▶ **Instructions to follow**: Given the records below, would you repeat exactly the lines that begin at the one containing "the sculpture's forehead" and end at the one containing "Annotation task — identify one point per instance of the sunset", inclusive?
---- Input data
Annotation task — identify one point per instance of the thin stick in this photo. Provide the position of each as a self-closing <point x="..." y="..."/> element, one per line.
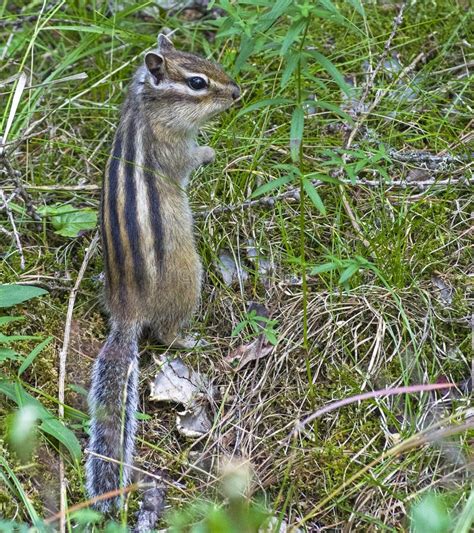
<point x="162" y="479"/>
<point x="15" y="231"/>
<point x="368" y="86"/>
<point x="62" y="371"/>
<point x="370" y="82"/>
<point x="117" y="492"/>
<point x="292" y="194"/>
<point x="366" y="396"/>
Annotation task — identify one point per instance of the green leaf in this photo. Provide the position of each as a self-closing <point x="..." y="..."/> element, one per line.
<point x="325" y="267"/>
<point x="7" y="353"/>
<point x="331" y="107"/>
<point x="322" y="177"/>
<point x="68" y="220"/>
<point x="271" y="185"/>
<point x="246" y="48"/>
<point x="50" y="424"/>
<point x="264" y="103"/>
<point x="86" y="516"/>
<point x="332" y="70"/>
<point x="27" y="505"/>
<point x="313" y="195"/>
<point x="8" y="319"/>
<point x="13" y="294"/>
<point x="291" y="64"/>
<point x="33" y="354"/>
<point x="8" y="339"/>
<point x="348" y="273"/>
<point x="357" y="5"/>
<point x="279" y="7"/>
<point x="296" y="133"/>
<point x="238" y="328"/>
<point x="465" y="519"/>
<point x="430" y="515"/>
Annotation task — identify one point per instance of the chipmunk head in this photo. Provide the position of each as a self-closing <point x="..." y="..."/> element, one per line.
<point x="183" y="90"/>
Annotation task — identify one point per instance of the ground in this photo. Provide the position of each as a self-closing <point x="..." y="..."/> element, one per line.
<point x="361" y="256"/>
--------
---- Input data
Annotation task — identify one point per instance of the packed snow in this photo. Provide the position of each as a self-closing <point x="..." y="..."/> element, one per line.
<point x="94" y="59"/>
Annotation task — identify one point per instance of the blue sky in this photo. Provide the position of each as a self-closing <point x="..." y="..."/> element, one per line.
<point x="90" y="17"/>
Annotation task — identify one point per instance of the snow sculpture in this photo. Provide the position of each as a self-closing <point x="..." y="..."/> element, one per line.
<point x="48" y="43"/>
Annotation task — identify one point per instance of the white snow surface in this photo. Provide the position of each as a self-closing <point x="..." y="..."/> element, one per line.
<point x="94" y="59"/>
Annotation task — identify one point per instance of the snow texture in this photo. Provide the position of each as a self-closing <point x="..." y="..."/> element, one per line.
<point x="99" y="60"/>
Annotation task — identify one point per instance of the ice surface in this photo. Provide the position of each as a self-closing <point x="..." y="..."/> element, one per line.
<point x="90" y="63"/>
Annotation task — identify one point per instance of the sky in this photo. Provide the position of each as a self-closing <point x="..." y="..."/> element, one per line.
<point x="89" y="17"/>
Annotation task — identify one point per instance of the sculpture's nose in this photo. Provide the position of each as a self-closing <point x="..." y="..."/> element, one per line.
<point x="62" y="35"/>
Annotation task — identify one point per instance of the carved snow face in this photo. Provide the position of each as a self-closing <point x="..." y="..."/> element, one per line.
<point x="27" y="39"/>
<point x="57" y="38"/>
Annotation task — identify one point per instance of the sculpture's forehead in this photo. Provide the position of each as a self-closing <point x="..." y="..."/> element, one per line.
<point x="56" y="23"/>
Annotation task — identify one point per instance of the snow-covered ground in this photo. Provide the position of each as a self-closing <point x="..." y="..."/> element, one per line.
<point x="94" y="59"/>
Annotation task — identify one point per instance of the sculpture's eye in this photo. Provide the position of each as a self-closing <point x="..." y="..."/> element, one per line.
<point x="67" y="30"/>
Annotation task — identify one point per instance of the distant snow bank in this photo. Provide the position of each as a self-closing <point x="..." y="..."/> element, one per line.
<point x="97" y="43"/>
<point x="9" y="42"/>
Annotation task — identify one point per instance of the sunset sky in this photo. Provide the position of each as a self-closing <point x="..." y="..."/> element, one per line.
--------
▶ **Response**:
Annotation task — identify one point per instance of the sculpture's forehead in this photo. Provide the position of each as a self-closing <point x="..." y="..."/> element, one per line.
<point x="56" y="23"/>
Annotation task — identify one point per instance of the snow-covered ground in this photo. Provide the position of each as a self-closing <point x="..." y="..."/> element, one per line.
<point x="94" y="59"/>
Annotation task — identify one point per instance of the sculpture's eye in this photo. Provide the position of each as a self-closing <point x="..." y="..."/> element, one per line.
<point x="67" y="30"/>
Annotation task — identify one point per instance of the distant snow bank in this photo. Provide the position of each as a self-closing <point x="..." y="..."/> element, one per line.
<point x="97" y="43"/>
<point x="9" y="42"/>
Annotation task — identify one point per instance of the sunset sky in this photo. Provide the position of each as a self-closing <point x="..." y="..."/> element, one per line.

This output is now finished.